GIVEN PROBLEM A → Show each line of the listing below that contains the string "accent".

PROVIDED PASSAGE →

▼▼▼

Korean – Hard Language, Easy Alphabet

According to the Foreign Service Institute, Korean is rated as a Category IV language. This means it would take roughly 88 weeks, or 2,200 class hours, for a native English speaker to become proficient in the language. Compared to to Category I language like Spanish or Italian, both of which take 24 weeks to become proficient in, this can seem like a massive hurdle to overcome. And it’s true – unlike Spanish or Italian, Korean is a vastly different language from our English. Even the basic sentence structure is different; verbs come at the end of a sentence, and the subject and object of a sentence can be placed wherever, so long as they come before the verb.

One of the graces of the Korean language, however, is their alphabet, which is known as hangeul. It may look rather different compared to the English alphabet, and thus maybe a bit intimidating, but it’s actually remarkably easy. This is all thanks to one king.

▲▲▲

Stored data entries

▼▼▼

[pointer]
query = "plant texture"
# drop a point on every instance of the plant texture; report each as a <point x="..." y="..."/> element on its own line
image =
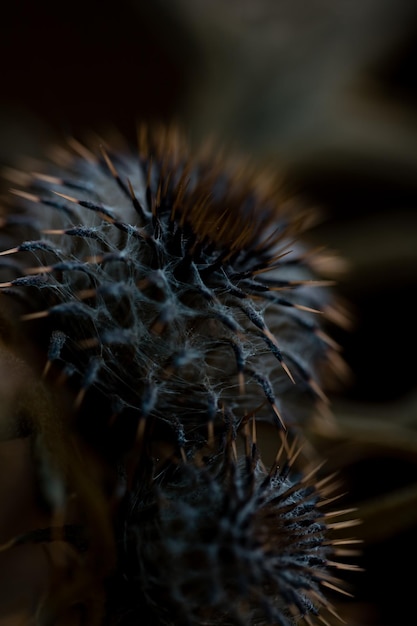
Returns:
<point x="169" y="296"/>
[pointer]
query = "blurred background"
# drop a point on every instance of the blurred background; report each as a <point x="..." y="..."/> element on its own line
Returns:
<point x="327" y="92"/>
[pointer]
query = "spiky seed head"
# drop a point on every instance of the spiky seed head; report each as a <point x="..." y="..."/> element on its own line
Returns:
<point x="169" y="287"/>
<point x="225" y="541"/>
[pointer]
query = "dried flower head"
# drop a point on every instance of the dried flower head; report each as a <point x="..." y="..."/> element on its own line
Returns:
<point x="224" y="540"/>
<point x="169" y="287"/>
<point x="170" y="295"/>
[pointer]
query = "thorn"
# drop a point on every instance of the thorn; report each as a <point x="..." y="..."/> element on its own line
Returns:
<point x="34" y="316"/>
<point x="10" y="251"/>
<point x="24" y="194"/>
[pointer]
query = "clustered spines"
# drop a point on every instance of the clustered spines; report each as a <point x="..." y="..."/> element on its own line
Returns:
<point x="271" y="524"/>
<point x="175" y="299"/>
<point x="211" y="260"/>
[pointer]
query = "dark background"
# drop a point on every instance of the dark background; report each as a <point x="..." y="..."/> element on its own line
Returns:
<point x="328" y="92"/>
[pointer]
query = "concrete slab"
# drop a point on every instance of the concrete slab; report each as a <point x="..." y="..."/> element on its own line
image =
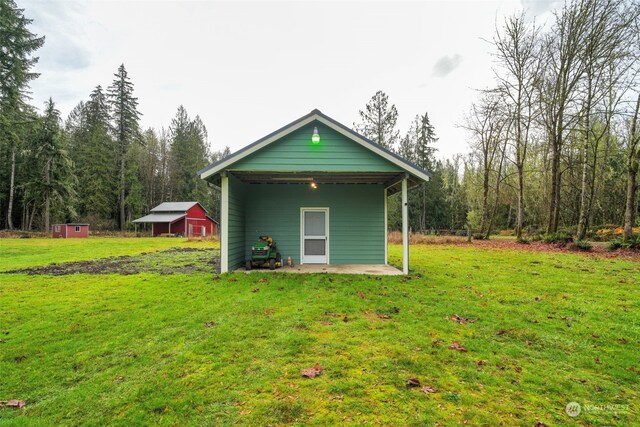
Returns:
<point x="374" y="269"/>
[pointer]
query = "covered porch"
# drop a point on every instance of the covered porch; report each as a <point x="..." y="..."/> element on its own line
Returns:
<point x="276" y="204"/>
<point x="374" y="269"/>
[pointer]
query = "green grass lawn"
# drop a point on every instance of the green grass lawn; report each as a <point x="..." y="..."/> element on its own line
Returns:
<point x="545" y="329"/>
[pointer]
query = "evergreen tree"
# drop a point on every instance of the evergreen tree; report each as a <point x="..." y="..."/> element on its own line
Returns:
<point x="17" y="45"/>
<point x="378" y="121"/>
<point x="125" y="129"/>
<point x="55" y="183"/>
<point x="189" y="153"/>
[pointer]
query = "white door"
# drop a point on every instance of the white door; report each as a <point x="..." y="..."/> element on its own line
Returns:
<point x="314" y="235"/>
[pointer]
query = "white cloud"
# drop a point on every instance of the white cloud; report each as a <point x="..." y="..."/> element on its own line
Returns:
<point x="248" y="68"/>
<point x="446" y="65"/>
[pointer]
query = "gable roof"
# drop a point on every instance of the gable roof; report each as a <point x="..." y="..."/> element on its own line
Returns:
<point x="175" y="206"/>
<point x="407" y="166"/>
<point x="161" y="217"/>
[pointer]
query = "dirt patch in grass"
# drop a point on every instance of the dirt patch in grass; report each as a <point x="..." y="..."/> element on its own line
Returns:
<point x="598" y="250"/>
<point x="170" y="261"/>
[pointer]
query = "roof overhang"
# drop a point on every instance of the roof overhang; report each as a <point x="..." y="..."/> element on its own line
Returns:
<point x="391" y="180"/>
<point x="418" y="173"/>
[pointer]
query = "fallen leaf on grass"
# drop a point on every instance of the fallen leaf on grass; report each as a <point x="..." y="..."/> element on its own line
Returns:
<point x="461" y="320"/>
<point x="456" y="346"/>
<point x="413" y="382"/>
<point x="312" y="372"/>
<point x="13" y="403"/>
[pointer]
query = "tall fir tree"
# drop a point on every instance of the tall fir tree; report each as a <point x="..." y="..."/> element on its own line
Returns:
<point x="378" y="121"/>
<point x="17" y="47"/>
<point x="189" y="153"/>
<point x="54" y="185"/>
<point x="126" y="131"/>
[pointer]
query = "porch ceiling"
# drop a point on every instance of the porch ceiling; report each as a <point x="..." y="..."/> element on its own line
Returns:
<point x="391" y="180"/>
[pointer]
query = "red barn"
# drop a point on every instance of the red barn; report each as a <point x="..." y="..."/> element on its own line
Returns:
<point x="68" y="231"/>
<point x="187" y="219"/>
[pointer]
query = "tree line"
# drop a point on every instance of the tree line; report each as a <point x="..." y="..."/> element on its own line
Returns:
<point x="97" y="165"/>
<point x="554" y="143"/>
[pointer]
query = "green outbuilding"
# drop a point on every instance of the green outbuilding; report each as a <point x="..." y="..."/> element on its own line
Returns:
<point x="318" y="188"/>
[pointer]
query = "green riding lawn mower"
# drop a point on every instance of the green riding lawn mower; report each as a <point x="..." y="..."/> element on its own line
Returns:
<point x="264" y="253"/>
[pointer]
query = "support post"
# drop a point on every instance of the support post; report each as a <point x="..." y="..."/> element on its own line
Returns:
<point x="224" y="224"/>
<point x="386" y="228"/>
<point x="405" y="227"/>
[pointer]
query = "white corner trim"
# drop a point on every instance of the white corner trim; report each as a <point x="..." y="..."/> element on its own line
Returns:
<point x="405" y="227"/>
<point x="232" y="159"/>
<point x="386" y="228"/>
<point x="224" y="227"/>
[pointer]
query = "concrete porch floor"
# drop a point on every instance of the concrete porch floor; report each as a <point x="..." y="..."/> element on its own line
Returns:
<point x="375" y="269"/>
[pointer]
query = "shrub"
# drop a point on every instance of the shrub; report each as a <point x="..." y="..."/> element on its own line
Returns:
<point x="614" y="244"/>
<point x="618" y="243"/>
<point x="583" y="245"/>
<point x="634" y="242"/>
<point x="558" y="238"/>
<point x="535" y="237"/>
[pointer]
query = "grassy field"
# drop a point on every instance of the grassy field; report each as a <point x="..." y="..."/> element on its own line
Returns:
<point x="543" y="330"/>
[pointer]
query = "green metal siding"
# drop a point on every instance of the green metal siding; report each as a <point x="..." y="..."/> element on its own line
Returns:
<point x="356" y="219"/>
<point x="237" y="206"/>
<point x="295" y="152"/>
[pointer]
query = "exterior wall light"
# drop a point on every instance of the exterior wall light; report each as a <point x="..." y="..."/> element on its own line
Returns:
<point x="316" y="136"/>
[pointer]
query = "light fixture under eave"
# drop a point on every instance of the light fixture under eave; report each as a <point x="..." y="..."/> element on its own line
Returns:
<point x="315" y="138"/>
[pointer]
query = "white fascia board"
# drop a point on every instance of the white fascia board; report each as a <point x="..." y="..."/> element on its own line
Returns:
<point x="290" y="129"/>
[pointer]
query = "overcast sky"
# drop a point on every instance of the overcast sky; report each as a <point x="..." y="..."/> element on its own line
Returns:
<point x="247" y="68"/>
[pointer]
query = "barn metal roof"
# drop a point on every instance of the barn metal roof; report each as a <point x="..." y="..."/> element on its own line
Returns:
<point x="161" y="217"/>
<point x="174" y="206"/>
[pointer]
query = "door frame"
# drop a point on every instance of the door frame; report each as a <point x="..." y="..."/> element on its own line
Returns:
<point x="326" y="230"/>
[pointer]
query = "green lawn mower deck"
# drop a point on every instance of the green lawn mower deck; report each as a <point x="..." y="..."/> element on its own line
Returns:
<point x="264" y="253"/>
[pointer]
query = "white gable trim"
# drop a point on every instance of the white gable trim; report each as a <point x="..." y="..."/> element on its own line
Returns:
<point x="382" y="153"/>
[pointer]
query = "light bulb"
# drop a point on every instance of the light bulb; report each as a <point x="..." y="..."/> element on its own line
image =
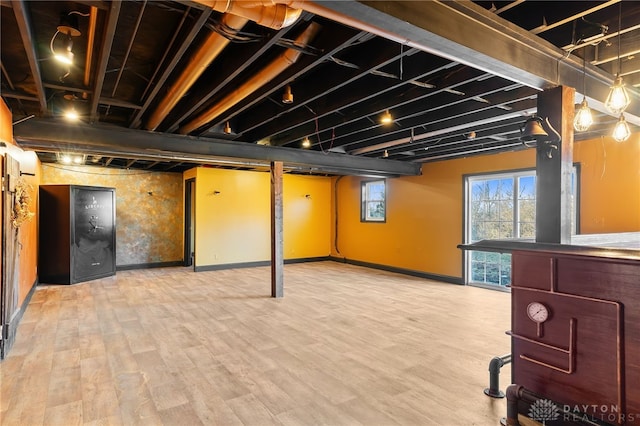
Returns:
<point x="618" y="99"/>
<point x="71" y="115"/>
<point x="66" y="58"/>
<point x="621" y="131"/>
<point x="583" y="119"/>
<point x="386" y="118"/>
<point x="287" y="96"/>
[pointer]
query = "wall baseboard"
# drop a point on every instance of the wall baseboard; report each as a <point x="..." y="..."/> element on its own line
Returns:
<point x="149" y="265"/>
<point x="10" y="329"/>
<point x="411" y="272"/>
<point x="239" y="265"/>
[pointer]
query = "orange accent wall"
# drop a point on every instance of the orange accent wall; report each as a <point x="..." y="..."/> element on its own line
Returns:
<point x="425" y="213"/>
<point x="610" y="196"/>
<point x="233" y="216"/>
<point x="6" y="128"/>
<point x="28" y="232"/>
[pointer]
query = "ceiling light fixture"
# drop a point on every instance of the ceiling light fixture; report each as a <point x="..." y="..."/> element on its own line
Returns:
<point x="287" y="96"/>
<point x="386" y="118"/>
<point x="621" y="131"/>
<point x="583" y="119"/>
<point x="69" y="27"/>
<point x="618" y="99"/>
<point x="71" y="115"/>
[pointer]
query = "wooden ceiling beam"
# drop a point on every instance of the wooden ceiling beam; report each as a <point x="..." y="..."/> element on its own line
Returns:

▲▲▲

GIVEN PROBLEM B →
Answer these questions using the passage on the Korean language above.
(i) According to the Foreign Service Institute, roughly how many class hours would a native English speaker need to become proficient in Korean?
(ii) Where do verbs come in a Korean sentence?
(iii) What is the Korean alphabet called?

FINISHED ANSWER A →
query = "orange accent wall"
# drop a point on every instance of the orange accent wall; report each as a <point x="..." y="..."/> element on its own line

FINISHED ANSWER B →
(i) Roughly 2,200 class hours, or about 88 weeks.
(ii) At the end of the sentence.
(iii) Hangeul.